- **WHAT IS BEING ASKED**
Update the material below by changing every "shrub" to "bush", keeping everything else the same.

- **THE RECORDS**

########################################

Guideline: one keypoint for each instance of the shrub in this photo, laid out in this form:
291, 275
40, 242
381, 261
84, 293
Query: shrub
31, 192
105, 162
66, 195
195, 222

########################################

- **TASK RESPONSE**
Guideline: one keypoint for each instance of the bush in this photo, laid out in this form:
291, 275
40, 242
381, 261
84, 293
Query: bush
31, 192
105, 162
66, 195
195, 222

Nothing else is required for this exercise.